Repeat each of these records exactly.

** Opening Source data block **

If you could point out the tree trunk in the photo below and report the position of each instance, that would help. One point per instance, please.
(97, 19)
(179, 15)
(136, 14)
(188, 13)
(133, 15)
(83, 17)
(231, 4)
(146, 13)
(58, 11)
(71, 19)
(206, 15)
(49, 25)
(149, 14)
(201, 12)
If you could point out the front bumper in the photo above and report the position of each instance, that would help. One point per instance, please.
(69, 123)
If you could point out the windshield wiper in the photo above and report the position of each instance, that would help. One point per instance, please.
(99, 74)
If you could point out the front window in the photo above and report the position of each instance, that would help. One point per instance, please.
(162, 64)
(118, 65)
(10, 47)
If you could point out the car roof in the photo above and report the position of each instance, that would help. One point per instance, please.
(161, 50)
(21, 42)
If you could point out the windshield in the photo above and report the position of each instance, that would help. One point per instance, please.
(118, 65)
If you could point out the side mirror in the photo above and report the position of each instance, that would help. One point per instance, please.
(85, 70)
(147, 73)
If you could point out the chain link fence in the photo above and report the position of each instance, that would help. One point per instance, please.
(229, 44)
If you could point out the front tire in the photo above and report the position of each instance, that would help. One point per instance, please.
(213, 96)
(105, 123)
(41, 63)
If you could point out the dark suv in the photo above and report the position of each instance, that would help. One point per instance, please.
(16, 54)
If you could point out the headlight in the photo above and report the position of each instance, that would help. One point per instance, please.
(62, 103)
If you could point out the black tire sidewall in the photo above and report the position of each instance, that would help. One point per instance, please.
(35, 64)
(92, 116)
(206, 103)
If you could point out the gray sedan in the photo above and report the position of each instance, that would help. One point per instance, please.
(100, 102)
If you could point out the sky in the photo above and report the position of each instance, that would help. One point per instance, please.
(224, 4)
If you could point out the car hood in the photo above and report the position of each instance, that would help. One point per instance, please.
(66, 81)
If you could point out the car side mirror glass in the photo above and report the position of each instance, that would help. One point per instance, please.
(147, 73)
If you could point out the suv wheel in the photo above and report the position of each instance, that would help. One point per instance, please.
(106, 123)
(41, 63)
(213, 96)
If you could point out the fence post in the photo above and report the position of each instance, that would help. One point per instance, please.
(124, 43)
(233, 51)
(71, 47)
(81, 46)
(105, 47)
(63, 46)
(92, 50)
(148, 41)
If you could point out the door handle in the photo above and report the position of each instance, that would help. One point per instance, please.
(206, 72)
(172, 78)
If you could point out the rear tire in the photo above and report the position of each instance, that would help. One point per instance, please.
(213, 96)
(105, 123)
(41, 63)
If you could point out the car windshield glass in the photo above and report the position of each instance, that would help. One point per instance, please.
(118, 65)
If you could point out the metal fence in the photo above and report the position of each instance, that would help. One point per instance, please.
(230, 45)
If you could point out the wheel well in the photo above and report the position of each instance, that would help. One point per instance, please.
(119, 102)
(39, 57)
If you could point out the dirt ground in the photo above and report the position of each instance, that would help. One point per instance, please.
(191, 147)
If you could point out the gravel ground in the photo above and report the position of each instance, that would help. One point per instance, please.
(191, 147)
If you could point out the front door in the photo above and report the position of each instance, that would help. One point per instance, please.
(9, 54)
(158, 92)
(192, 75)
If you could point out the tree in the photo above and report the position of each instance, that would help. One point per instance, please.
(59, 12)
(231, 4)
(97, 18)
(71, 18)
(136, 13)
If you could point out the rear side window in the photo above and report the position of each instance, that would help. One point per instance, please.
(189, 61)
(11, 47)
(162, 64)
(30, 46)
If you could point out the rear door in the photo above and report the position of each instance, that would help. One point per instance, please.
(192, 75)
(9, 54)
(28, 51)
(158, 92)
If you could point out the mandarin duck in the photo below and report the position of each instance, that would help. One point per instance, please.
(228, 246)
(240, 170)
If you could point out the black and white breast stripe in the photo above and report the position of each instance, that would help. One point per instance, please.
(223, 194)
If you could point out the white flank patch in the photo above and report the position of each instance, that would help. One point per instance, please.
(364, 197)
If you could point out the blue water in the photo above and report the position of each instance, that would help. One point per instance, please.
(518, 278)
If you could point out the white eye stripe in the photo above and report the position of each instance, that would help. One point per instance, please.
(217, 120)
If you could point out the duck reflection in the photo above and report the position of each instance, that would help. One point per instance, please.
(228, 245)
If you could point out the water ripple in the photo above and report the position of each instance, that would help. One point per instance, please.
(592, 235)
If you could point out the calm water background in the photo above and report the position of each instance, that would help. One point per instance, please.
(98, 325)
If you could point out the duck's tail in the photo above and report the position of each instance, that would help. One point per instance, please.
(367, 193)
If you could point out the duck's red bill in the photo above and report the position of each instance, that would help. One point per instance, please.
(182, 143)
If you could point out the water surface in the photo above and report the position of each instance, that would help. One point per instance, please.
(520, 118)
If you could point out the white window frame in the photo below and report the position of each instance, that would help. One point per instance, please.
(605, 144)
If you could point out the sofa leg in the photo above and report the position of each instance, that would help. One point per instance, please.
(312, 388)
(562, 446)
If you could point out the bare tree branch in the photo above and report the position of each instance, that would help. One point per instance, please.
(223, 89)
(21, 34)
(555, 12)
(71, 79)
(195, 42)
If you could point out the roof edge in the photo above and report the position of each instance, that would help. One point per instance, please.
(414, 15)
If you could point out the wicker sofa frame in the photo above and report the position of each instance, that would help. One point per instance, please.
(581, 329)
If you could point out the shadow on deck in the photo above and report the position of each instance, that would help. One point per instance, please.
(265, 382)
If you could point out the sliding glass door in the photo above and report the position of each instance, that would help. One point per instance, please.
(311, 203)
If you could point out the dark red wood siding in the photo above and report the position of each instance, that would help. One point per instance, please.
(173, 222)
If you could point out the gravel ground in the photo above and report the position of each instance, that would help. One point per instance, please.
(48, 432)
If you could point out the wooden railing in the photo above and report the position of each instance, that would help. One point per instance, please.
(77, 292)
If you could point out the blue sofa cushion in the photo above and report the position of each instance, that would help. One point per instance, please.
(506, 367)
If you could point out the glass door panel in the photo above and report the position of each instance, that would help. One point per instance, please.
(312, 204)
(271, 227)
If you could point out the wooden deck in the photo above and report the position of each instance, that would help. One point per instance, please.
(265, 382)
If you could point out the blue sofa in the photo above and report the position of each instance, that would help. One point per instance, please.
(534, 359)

** Closing Source data block **

### Task result
If you could point out the tree trunk in the photo below and report the position of each instance, that would help. One point per instance, please.
(97, 19)
(179, 15)
(136, 14)
(188, 13)
(133, 15)
(83, 17)
(231, 4)
(146, 13)
(58, 11)
(71, 19)
(206, 15)
(49, 25)
(149, 14)
(201, 12)
If you could point out the front bumper in the photo above and report the position of each instance, that would help. One point per instance, please.
(69, 123)
If you could point out the windshield wiper in the photo above and report the position of each instance, that would help. One point per instance, please.
(99, 74)
If you could point out the front window in the photo above and report the position of each instance, that would help. One point per instance, please.
(162, 64)
(118, 65)
(10, 47)
If you could point out the car roof in the photo above and report the position of each instance, that would help. One point per instance, please.
(161, 50)
(21, 42)
If you could point out the windshield in the photo above and report the position of each instance, that would help. One point per instance, please.
(118, 65)
If you could point out the side mirror in the photo above and report the position of each instance, that would help. One point per instance, please.
(85, 70)
(147, 73)
If you could point out the chain link fence in the photo above and report the position of each instance, that would help. One point per instance, please.
(229, 44)
If you could point out the front tire in the photo above and report the position of each instance, that would help. One point per instance, please.
(213, 96)
(105, 123)
(41, 63)
If you could point out the dark suv in the photo above and report the position of each instance, that would help. One point per instance, please.
(16, 54)
If you could point out the headlight in the photo above and report the position of each instance, that would help. One point per instance, please.
(62, 103)
If you could point out the black tire sidewall in the photo above and report the position of each instance, that would help. One point per instance, please.
(35, 64)
(92, 116)
(206, 103)
If you could point out the gray sedan in the photo above and report the position of each instance, that would help. One point per instance, please.
(100, 102)
If you could point out the sky in the photo above and report the position of each instance, that would help. One point per instance, please.
(224, 4)
If you could point out the car hood in the photo above and report the position of each instance, that would help. One point per instance, please.
(66, 81)
If you could point out the car side mirror glass in the photo above and report the position of each instance, that would help. One point per instance, please.
(147, 73)
If you could point out the suv wheel in the photo above and report the position of each instance, that would help. One point per instance, please.
(106, 123)
(41, 63)
(213, 96)
If you could point out the fence post in the photo above and report the position of each instance, that would help. One point per instance, please.
(124, 43)
(233, 51)
(71, 47)
(81, 46)
(105, 47)
(63, 46)
(92, 50)
(148, 41)
If you could point out the door handle in the photo above and report the position of each instance, that would help. One point per instance, please.
(206, 72)
(172, 78)
If you could point out the rear tire in the photo above and report the position of each instance, that would help. One point per instance, please.
(213, 96)
(105, 123)
(41, 63)
If you could point out the car windshield glass in the photo above and report the position of each instance, that would help. One point per instance, please.
(118, 65)
If you could point out the metal fence in the photo above and report the position of each instance, that would help. One point per instance, please.
(230, 45)
If you could point out the wheel well in the photo above and report the position of each instance, that would help. One point per instance, please.
(119, 102)
(39, 57)
If you could point out the dirt ground in the photo above and report the position of each instance, that would help. One point per instance, please.
(191, 147)
If you could point out the gravel ground in the photo above and report the position of each instance, that would help. One point per instance, please.
(191, 147)
If you could point out the front door in the photo above and report the position of each instance, that would help. One point per instance, please.
(9, 54)
(158, 92)
(192, 75)
If you could point out the tree in the photo above and report the position of each instance, that would help. One point per instance, please.
(59, 12)
(231, 4)
(97, 18)
(71, 18)
(136, 13)
If you could point out the rear side window in the photo above and report the position of each instance, that would help. One point per instance, please.
(189, 61)
(11, 47)
(162, 64)
(30, 46)
If you could point out the rear door in the photo above and report the position of each instance, that would help. One point per instance, please.
(192, 75)
(9, 54)
(28, 51)
(158, 92)
If you could point out the mandarin duck in the photo below and report the position of each instance, that would help. One point per instance, please.
(228, 246)
(240, 170)
If you could point out the black and white breast stripe in the photo above and report the position of each instance, that would help. One point per instance, please.
(223, 194)
If you could point out the white flank patch in the photo above and report the position of each instance, that would help. One point per instance, please.
(364, 197)
If you could point out the blue water in the photo above and report the position of each instance, that would help. One point per instance, please.
(518, 278)
If you could point out the white eye stripe in the photo above and report the position of each instance, that would help. One point per instance, please.
(217, 120)
If you could point out the duck reflection in the photo above and report the position of each instance, that would help. One point per instance, please.
(228, 245)
If you could point out the water ripple in the photo above and report the position of each instance, that would help. One point per instance, please.
(592, 235)
If you could point out the calm water background in the photo above and report the position of each instance, that would help. One point per instance, please.
(98, 325)
If you could point out the duck's tail in the photo above and report the position of each instance, that would help. One point per instance, please.
(367, 193)
If you could point out the duck's red bill in the photo above and report the position of each instance, that would help. One point per instance, please.
(182, 143)
If you could point out the water surface in the photo above and report the position of each instance, that would help. One point per instance, please.
(520, 118)
If you could point out the white window frame in the photo below and report the position of each instance, that would help. One point per instance, please.
(605, 144)
If you could point out the sofa leg in the photo above and report the position of each instance, that would help. One point per instance, please.
(312, 388)
(562, 446)
If you could point out the bare tree branch in the photo above and report the position of each instance, that would help. One point per instance, please.
(223, 89)
(21, 34)
(555, 12)
(71, 79)
(195, 42)
If you could point out the roof edge in the photo above and report the position of each instance, that would help. One point per instance, please.
(414, 15)
If you could point out the wicker sofa frame in the photo above and report the position of each instance, that would help. One point per instance, please.
(581, 329)
If you could point out the shadow on deck in the photo above and report the position of each instance, that would help. One point per instance, please.
(265, 382)
If you could point out the sliding glass door in the photo above and report the position of each instance, that would help. One point per instance, please.
(311, 203)
If you could point out the dark red wood siding in the photo above and report the position of each instance, that would help. One point per instance, please.
(173, 222)
If you could point out the gravel ground in the photo above and report the position of each instance, that would help. One point per instance, please.
(48, 432)
If you could point out the wooden railing in the photo above and report the position of each instance, that would help. One point per instance, please.
(77, 292)
If you could point out the blue sofa cushion in the photo above and report the position of each instance, that would help. One point per instance, please.
(506, 367)
If you could point out the glass door panel in the photo above and report the position of each instance, that would help. One point per instance, please.
(312, 204)
(271, 227)
If you could point out the wooden deck in the photo above and report the position of each instance, that would help. One point per instance, please.
(265, 382)
If you could point out the blue sofa in the photo above and report the position of each instance, that would help. One point per instance, please.
(534, 359)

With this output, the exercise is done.